**Required task**. Reproduce every row below verbatim, omitting the pictures.

***** Raw data *****

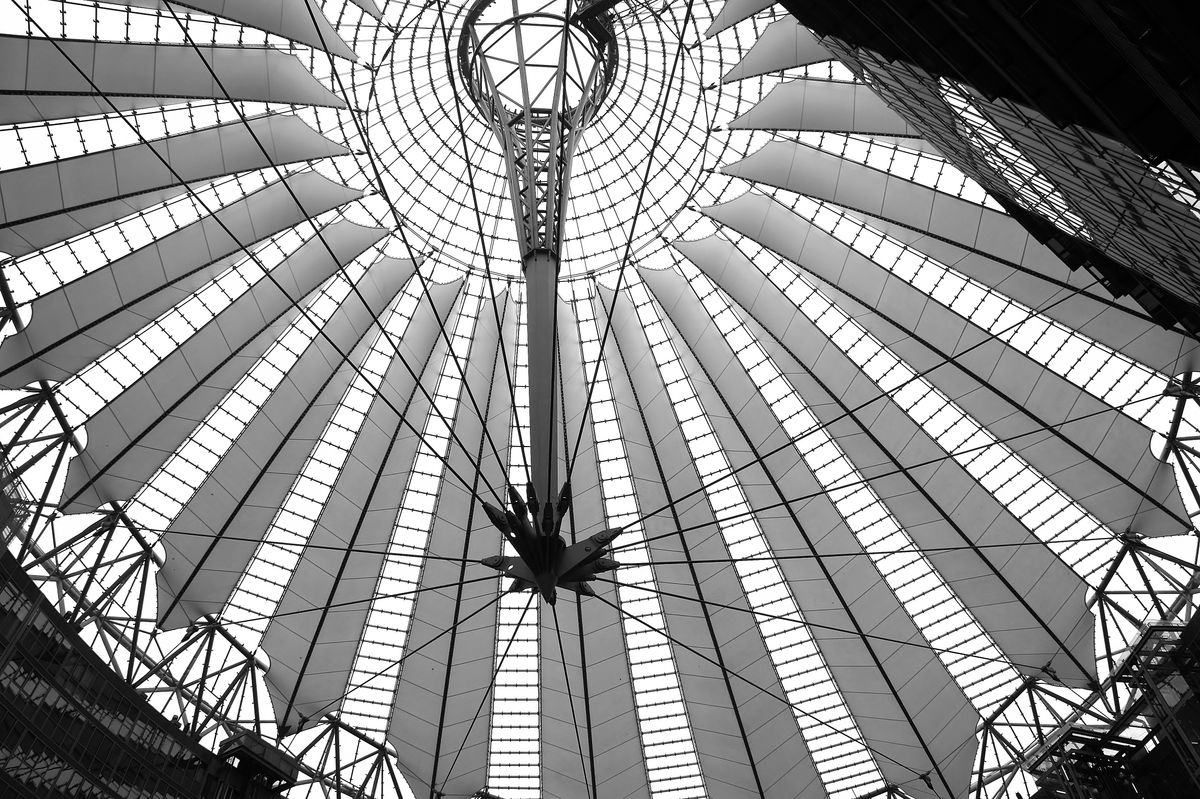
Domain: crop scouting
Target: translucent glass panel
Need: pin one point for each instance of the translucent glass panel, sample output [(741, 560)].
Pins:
[(892, 157), (1077, 536), (963, 646), (514, 755), (377, 665), (174, 485), (1098, 370), (845, 766), (672, 764), (262, 584)]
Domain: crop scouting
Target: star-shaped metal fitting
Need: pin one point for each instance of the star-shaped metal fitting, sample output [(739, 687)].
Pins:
[(545, 562)]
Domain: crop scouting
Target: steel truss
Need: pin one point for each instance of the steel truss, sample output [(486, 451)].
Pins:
[(100, 570), (1039, 719)]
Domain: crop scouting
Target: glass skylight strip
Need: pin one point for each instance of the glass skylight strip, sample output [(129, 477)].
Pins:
[(1170, 178), (1067, 528), (672, 764), (97, 384), (966, 649), (514, 742), (1033, 190), (376, 671), (22, 145), (843, 761), (922, 168), (45, 270), (1101, 371), (102, 22), (177, 481), (261, 588)]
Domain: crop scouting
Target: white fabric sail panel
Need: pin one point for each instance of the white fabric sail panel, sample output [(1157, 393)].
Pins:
[(1091, 451), (785, 44), (437, 727), (131, 437), (735, 11), (240, 497), (943, 227), (822, 175), (1032, 604), (79, 322), (318, 628), (300, 20), (46, 78), (567, 772), (919, 716), (593, 637), (574, 379), (1072, 298), (823, 106), (737, 718), (370, 7), (313, 641), (51, 202)]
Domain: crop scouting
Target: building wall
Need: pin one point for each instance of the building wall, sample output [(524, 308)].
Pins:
[(1132, 222)]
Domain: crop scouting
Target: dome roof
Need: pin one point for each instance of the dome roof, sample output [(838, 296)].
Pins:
[(886, 470)]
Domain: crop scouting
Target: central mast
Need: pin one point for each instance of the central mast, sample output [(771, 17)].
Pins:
[(539, 77)]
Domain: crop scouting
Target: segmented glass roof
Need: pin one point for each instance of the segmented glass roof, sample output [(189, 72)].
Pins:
[(892, 480)]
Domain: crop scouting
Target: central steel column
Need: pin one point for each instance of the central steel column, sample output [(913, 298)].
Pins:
[(541, 300)]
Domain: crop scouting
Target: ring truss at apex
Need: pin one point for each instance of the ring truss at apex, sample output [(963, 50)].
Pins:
[(895, 498)]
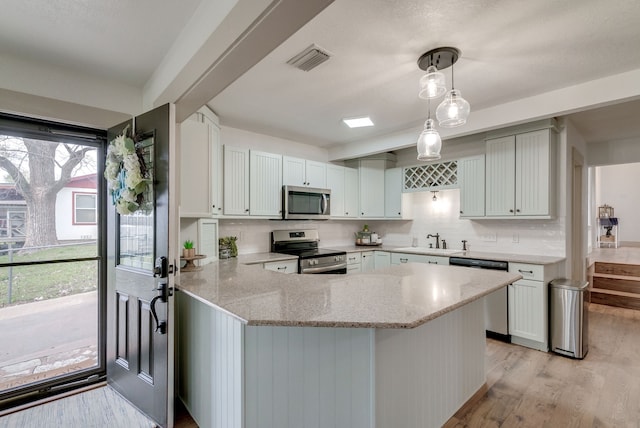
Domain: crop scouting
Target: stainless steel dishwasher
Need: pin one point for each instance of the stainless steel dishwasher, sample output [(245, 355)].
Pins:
[(496, 304)]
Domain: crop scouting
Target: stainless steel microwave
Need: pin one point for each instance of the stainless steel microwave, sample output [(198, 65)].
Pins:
[(305, 203)]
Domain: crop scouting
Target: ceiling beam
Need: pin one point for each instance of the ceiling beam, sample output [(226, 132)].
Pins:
[(246, 35)]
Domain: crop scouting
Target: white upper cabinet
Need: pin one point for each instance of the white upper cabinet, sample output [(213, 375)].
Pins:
[(471, 176), (335, 182), (316, 174), (372, 188), (200, 164), (534, 193), (265, 187), (393, 193), (520, 175), (343, 183), (351, 192), (301, 172), (500, 176), (236, 181)]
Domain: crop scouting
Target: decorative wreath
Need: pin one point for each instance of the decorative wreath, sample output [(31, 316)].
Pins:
[(126, 174)]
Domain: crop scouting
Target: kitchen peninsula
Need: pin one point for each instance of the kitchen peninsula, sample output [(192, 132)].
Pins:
[(403, 346)]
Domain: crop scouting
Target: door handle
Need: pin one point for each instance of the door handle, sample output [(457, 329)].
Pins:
[(161, 268), (163, 294)]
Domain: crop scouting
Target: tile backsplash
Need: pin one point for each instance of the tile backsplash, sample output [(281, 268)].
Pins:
[(535, 237)]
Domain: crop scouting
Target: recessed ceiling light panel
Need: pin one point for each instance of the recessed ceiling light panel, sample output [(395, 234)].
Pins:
[(358, 122)]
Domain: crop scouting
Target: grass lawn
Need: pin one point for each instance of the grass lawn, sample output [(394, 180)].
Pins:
[(47, 281)]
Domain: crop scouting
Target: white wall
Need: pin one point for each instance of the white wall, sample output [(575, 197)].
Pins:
[(254, 236), (539, 237), (615, 185), (536, 237), (251, 140)]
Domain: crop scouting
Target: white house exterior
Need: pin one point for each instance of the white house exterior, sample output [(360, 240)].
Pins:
[(76, 212)]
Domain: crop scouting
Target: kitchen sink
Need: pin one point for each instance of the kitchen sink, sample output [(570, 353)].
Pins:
[(427, 250)]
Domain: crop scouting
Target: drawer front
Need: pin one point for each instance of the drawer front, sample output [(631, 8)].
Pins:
[(354, 268), (353, 258), (532, 272), (399, 258), (437, 260), (289, 266)]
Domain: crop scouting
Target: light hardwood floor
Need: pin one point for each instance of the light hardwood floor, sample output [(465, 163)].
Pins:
[(526, 388), (529, 388)]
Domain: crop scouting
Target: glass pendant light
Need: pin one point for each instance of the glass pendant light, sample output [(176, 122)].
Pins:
[(432, 84), (453, 110), (429, 141)]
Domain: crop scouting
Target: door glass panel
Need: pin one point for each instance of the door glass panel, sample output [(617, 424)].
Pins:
[(49, 261), (136, 236)]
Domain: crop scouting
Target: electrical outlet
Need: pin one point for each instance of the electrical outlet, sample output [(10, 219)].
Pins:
[(490, 237)]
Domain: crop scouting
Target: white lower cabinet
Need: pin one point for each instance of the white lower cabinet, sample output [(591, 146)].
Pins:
[(286, 266), (528, 305), (382, 259), (367, 261), (354, 263), (398, 258)]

*****

**Result**.
Domain: crop scouting
Target: translucent glass panel
Need: pin one point for each instance of the translucent glass panel, sample output [(741, 560)].
Pins:
[(892, 157), (1077, 536), (963, 646), (514, 755), (377, 665), (174, 485), (1098, 370), (845, 766), (672, 764), (262, 584)]
Domain: crop scouting
Target: star-shaped metal fitting
Need: pin one point for each instance of the star-shaped metal fitting, sample output [(739, 687)].
Pins:
[(545, 562)]
Domain: crop scouting
Target: steel truss
Need: pin one point for each instance of the steel truss, sample output [(486, 451)].
Pins:
[(100, 570), (1039, 719)]
Domain: crop scouting
Target: glass skylight strip
Need: pin one point for each instance of the glass skylight strip, sample output [(129, 477)].
Pins:
[(1170, 178), (1067, 528), (672, 764), (97, 384), (966, 649), (514, 742), (1033, 190), (376, 671), (22, 145), (843, 761), (922, 168), (45, 270), (1101, 371), (102, 22), (177, 481), (261, 588)]
Domain: crop scouting
Target: white fabric sail panel
Need: pin one point for each instance of the white fabric sail panel, sample output [(1157, 393)].
Pins:
[(1091, 451), (785, 44), (437, 727), (131, 437), (735, 11), (240, 497), (943, 227), (822, 175), (1032, 604), (79, 322), (318, 628), (300, 20), (46, 78), (567, 772), (919, 716), (593, 637), (574, 379), (1072, 298), (823, 106), (737, 718), (370, 7), (313, 641), (51, 202)]
Domain: crop scouting
Target: building wall
Need: pin one point for each instance of the building wall, sample output [(524, 308)].
Pins:
[(1132, 222)]
Domain: crop scouting
Target: dome roof
Need: pin one point for each instance of the dome roof, sample output [(838, 296)].
Pins:
[(886, 470)]
Domain: crop scouting
Target: central mast
Need: pin one point for each instance of the central mast, sample output [(771, 17)].
Pins:
[(539, 77)]
Domain: crop scouting
Target: segmented glass roof
Need: pin one point for each instance of the segmented glass roof, sample output [(189, 72)].
Pins:
[(892, 480)]
Domain: crop scouting
Target: central steel column
Need: pin one point for each instance of the central steel column, sample output [(913, 298)].
Pins:
[(541, 300)]
Domain: crop scouting
Target: ring truss at apex
Need: pin one point for each instance of the ring truss at apex, sample output [(963, 50)].
Pins:
[(895, 498)]
Domain: crop scouting
Target: stainless steel dishwasher
Need: pin one point for each instance of the stainless steel dishwasher, sample output [(245, 355)].
Pins:
[(496, 304)]
Domain: crop scouting
Target: stainless steel microwave
Need: pin one point for each instance of the stainless steel microwave, sample output [(198, 65)].
Pins:
[(305, 203)]
Domain: crop scouting
Target: ceiling beam
Need: pin one point for each instance of the ceiling beam, sample output [(226, 132)].
Pins:
[(246, 35)]
Domain: crop scouting
Target: white upper cabinet
Need: pin one point for each instance of the white upper cabinet, sample output [(213, 375)].
Pins:
[(471, 176), (335, 182), (316, 174), (372, 188), (200, 164), (534, 193), (265, 187), (393, 193), (520, 175), (343, 183), (351, 192), (301, 172), (500, 176), (236, 181)]
Domain: crop scouting
Target: decorative wreath
Need: pin one point for each instance of the decorative wreath, sample output [(31, 316)].
Pins:
[(126, 174)]
Domain: crop scouting
Target: kitchen peninsula
Need: pin one point for each instance of the kitchen peninsula, sample output [(192, 132)].
Pins:
[(403, 346)]
Domain: crop scouting
Target: door handle
Need: pin one point for each instance of the door handle, sample output [(457, 329)].
Pins:
[(161, 268), (163, 294)]
Domain: crop scouting
Target: tile backsplash
Need: pin one point for each instance of the tile backsplash, sample output [(281, 268)].
Pins:
[(535, 237)]
Domain: crop scouting
Target: recessed ceiling light panel
Need: pin one point for each instance of the recessed ceiling light panel, sample output [(395, 234)].
Pins:
[(358, 122)]
Domain: crop scouting
Target: grass lawn
Need: pin one point for each instance of the grass lawn, sample output [(394, 180)].
Pins:
[(47, 281)]
Domain: crop scouting
Target: white wall
Need: pin one point for each instance of the white wall, sample output [(575, 197)].
Pins:
[(254, 236), (539, 237), (615, 185), (536, 237), (251, 140)]
Domain: crop scouting
Target: white house exterior
Need: pin one point for each instance of the white house exterior, sample output [(360, 240)].
Pins:
[(76, 212)]
Domain: crop scouting
Target: kitchen sink
Need: pin one point for each instance of the kitchen sink, sample output [(570, 353)].
Pins:
[(427, 250)]
Domain: crop scouting
Target: drawer front
Need: pin one point for each instance of the drawer front, sample output [(631, 8)].
Pins:
[(354, 268), (353, 258), (532, 272), (399, 258), (437, 260), (289, 266)]
Domain: crop scouting
Target: light hardwood floor
Need: pin one point for each instance of the light hardwood floor, sample output [(465, 163)].
Pins:
[(526, 388), (529, 388)]
Domain: crop scouting
Target: glass pendant light
Need: pin one point for each instance of the glass pendant light, sample output [(176, 122)].
Pins:
[(432, 84), (453, 110), (429, 141)]
Domain: crop scouting
Target: door glass panel
Need: pin one point for each instance of the door glass panel, sample output [(617, 424)].
Pins:
[(49, 261), (136, 236)]
Domain: crop scouting
Target: electrical outlet
Need: pin one point for each instance of the electrical outlet, sample output [(10, 219)].
Pins:
[(490, 237)]
Domain: crop scouting
Target: white lower cabinet
Need: pin one point for each instance of the white lower cabinet, sample output [(591, 146)].
Pins:
[(286, 266), (528, 305), (382, 259), (367, 261), (354, 263), (398, 258)]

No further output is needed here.